The problem ▸ Turn the material into a numbered list, starting at the line that has "Target: metal hook" and going through the end of the material, skipping blank lines. Leave the pictures out.

** BEGIN Supplied material **

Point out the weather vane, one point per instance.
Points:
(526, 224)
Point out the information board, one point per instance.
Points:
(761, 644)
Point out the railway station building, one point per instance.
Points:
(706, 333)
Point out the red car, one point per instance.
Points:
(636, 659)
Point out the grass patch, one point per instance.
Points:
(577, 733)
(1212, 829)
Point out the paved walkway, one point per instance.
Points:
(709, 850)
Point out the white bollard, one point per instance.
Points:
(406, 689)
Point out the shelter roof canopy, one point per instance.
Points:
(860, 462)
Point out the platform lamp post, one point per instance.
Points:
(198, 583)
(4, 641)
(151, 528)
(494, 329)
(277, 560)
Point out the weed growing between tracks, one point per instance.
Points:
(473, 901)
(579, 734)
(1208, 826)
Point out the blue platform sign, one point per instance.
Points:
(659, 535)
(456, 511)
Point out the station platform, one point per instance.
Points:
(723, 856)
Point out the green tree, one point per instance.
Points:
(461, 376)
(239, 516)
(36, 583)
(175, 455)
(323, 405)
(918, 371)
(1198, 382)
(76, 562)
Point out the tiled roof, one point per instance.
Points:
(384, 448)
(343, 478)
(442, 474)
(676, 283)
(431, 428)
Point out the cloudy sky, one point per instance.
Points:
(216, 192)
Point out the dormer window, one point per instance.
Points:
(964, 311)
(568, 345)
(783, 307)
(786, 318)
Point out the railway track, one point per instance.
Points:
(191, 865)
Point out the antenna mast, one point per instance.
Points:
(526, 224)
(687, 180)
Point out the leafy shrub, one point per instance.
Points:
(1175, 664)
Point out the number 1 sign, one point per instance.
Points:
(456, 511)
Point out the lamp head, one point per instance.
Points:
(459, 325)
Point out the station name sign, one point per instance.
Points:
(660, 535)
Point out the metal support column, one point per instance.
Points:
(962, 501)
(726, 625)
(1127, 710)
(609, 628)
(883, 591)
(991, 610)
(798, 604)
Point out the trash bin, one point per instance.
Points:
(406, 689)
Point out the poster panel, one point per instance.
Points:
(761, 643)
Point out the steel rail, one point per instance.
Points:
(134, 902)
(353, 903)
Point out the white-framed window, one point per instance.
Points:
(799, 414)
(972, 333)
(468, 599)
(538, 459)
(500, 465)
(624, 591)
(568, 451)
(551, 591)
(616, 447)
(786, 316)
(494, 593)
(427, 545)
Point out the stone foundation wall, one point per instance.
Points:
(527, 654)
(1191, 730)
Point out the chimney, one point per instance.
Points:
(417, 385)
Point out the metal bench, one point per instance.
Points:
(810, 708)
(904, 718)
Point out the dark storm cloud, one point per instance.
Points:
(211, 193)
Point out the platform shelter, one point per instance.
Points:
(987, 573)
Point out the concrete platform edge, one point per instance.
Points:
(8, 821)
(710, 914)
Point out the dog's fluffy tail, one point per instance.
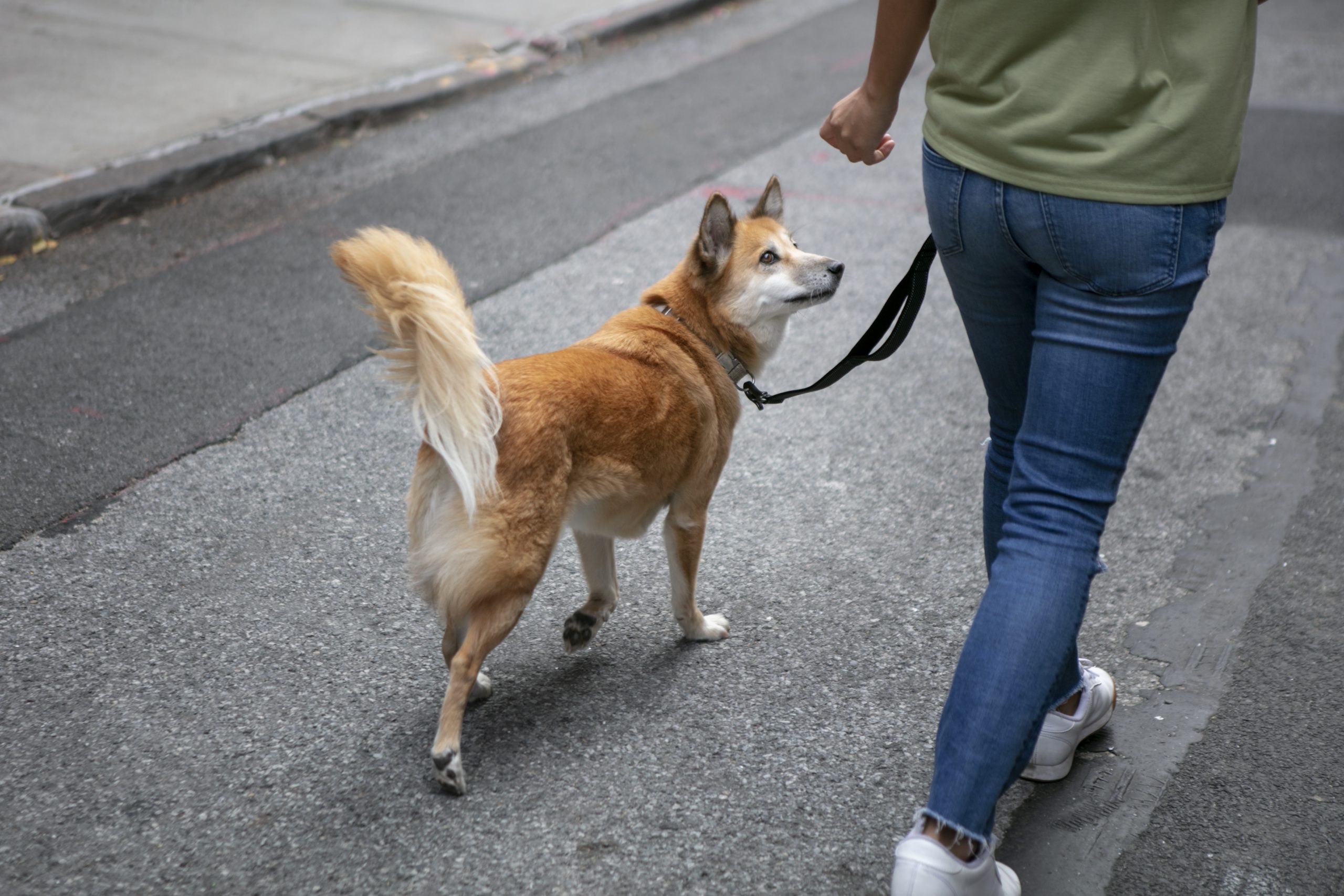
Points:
(450, 385)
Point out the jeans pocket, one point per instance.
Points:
(1115, 249)
(942, 196)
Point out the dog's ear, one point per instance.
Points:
(716, 241)
(772, 202)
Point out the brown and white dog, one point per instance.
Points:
(600, 436)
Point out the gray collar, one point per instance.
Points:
(728, 361)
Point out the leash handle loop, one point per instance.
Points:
(898, 315)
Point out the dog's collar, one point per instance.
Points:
(728, 361)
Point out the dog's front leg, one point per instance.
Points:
(683, 534)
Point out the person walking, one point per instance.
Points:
(1077, 159)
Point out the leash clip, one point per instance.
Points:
(754, 395)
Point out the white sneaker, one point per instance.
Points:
(1061, 735)
(928, 868)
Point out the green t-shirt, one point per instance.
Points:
(1129, 101)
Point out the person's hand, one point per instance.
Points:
(858, 127)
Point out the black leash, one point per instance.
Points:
(902, 307)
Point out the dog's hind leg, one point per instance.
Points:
(481, 688)
(488, 625)
(683, 534)
(597, 554)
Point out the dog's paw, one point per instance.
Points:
(481, 690)
(448, 770)
(713, 628)
(580, 629)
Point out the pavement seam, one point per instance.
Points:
(1067, 837)
(182, 168)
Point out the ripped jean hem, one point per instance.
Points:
(961, 833)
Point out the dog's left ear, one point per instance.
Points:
(716, 241)
(772, 202)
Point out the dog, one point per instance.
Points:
(601, 436)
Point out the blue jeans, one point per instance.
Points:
(1073, 309)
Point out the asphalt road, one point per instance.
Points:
(218, 681)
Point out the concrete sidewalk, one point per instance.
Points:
(112, 107)
(94, 81)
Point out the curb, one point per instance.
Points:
(160, 176)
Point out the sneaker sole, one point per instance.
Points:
(1061, 770)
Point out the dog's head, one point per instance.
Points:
(753, 273)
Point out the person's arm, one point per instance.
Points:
(858, 124)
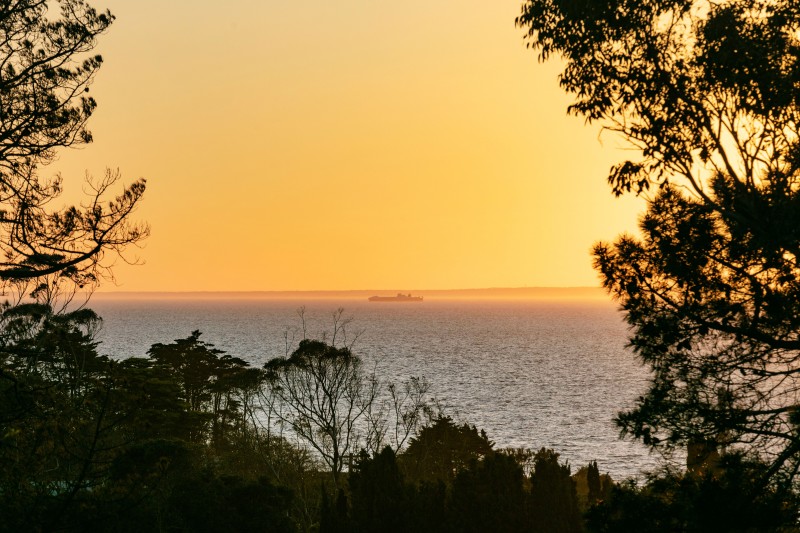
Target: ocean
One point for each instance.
(532, 373)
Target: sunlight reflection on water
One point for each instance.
(531, 373)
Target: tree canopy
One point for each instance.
(708, 93)
(46, 68)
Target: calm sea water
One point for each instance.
(531, 373)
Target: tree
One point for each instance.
(708, 93)
(554, 501)
(442, 449)
(46, 68)
(489, 495)
(322, 394)
(214, 385)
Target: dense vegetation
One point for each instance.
(188, 438)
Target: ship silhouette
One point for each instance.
(399, 298)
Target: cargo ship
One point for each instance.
(399, 298)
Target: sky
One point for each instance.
(357, 144)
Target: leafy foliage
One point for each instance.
(46, 68)
(708, 94)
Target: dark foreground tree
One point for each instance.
(709, 95)
(732, 498)
(46, 67)
(554, 500)
(322, 394)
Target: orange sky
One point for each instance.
(354, 144)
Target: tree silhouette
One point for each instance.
(46, 68)
(321, 392)
(708, 94)
(554, 501)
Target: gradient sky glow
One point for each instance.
(355, 144)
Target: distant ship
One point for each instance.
(399, 298)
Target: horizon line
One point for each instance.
(487, 292)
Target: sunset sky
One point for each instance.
(355, 144)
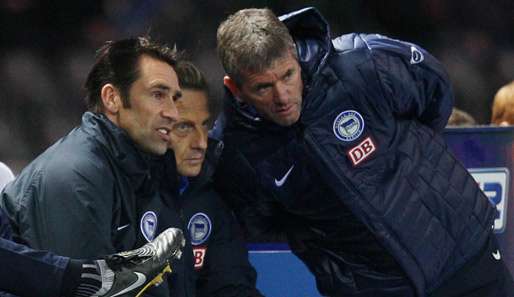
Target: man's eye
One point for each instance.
(263, 89)
(157, 95)
(182, 128)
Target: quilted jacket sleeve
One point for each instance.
(414, 82)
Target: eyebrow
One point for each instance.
(262, 85)
(162, 87)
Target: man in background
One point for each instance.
(220, 255)
(337, 143)
(81, 197)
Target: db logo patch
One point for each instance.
(199, 227)
(362, 151)
(494, 182)
(148, 225)
(348, 125)
(199, 256)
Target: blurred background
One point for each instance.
(47, 48)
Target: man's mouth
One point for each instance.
(164, 133)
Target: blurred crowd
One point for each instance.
(47, 47)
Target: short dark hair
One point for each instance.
(250, 40)
(117, 62)
(190, 77)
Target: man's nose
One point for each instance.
(200, 141)
(170, 111)
(280, 93)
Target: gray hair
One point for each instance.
(250, 40)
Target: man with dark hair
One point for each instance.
(82, 197)
(337, 143)
(220, 255)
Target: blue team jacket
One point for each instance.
(372, 112)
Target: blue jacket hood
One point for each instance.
(311, 34)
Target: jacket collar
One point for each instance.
(311, 34)
(214, 150)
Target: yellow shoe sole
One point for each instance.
(157, 280)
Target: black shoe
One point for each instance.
(137, 270)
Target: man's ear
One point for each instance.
(232, 86)
(111, 99)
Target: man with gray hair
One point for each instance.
(337, 144)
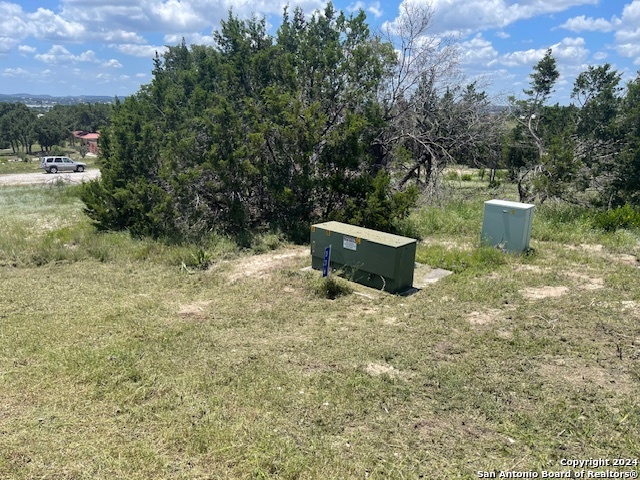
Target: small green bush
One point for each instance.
(478, 260)
(330, 287)
(624, 217)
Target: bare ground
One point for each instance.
(41, 178)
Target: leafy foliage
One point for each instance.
(623, 217)
(256, 132)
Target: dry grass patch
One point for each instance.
(265, 265)
(486, 317)
(539, 293)
(578, 375)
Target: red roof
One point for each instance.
(86, 135)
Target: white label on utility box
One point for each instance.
(349, 243)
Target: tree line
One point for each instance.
(323, 120)
(21, 127)
(585, 153)
(327, 120)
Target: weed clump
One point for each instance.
(331, 287)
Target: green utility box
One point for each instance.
(507, 225)
(375, 259)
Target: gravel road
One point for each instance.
(48, 178)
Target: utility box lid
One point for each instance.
(365, 233)
(377, 259)
(507, 225)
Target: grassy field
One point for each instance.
(12, 163)
(125, 358)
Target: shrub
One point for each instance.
(330, 287)
(623, 217)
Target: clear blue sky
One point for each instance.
(105, 47)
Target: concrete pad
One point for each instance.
(424, 275)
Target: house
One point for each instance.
(88, 139)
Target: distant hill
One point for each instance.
(48, 101)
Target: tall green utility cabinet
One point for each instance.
(369, 257)
(507, 225)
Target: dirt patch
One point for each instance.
(530, 269)
(539, 293)
(266, 264)
(625, 259)
(486, 317)
(565, 371)
(631, 307)
(586, 282)
(45, 178)
(195, 311)
(599, 250)
(377, 369)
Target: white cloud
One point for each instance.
(569, 51)
(14, 72)
(373, 8)
(582, 23)
(600, 56)
(113, 63)
(26, 49)
(142, 51)
(477, 51)
(59, 55)
(628, 35)
(190, 39)
(466, 16)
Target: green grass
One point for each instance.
(15, 163)
(128, 358)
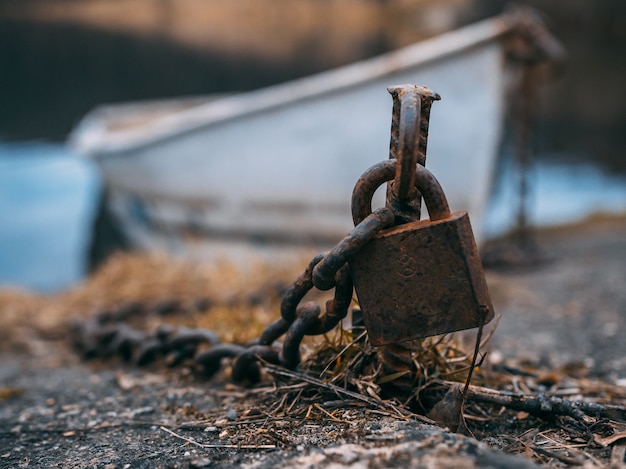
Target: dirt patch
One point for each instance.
(558, 337)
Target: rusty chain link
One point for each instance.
(106, 335)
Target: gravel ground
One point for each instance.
(566, 313)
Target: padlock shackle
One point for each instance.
(385, 171)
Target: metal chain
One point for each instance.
(105, 335)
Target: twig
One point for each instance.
(542, 404)
(339, 390)
(201, 445)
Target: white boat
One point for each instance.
(280, 163)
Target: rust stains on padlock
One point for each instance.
(421, 279)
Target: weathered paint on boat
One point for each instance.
(280, 163)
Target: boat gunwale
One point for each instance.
(91, 137)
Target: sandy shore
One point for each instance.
(565, 315)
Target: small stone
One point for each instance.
(200, 462)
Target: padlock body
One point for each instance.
(421, 279)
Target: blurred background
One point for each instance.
(61, 58)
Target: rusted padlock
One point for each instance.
(421, 278)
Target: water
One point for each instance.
(562, 189)
(48, 202)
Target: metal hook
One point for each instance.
(409, 137)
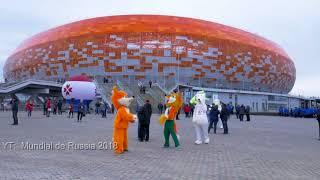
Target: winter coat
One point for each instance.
(148, 111)
(142, 117)
(214, 114)
(224, 114)
(14, 105)
(200, 114)
(242, 110)
(81, 108)
(318, 115)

** END Supplied material **

Task answer ▸
1. Target: metal hook
2. One point for each instance.
3. (409, 137)
4. Target: winter coat
5. One point for each instance.
6. (148, 111)
7. (142, 117)
8. (214, 114)
9. (224, 114)
10. (14, 105)
11. (200, 114)
12. (242, 110)
13. (81, 108)
14. (318, 115)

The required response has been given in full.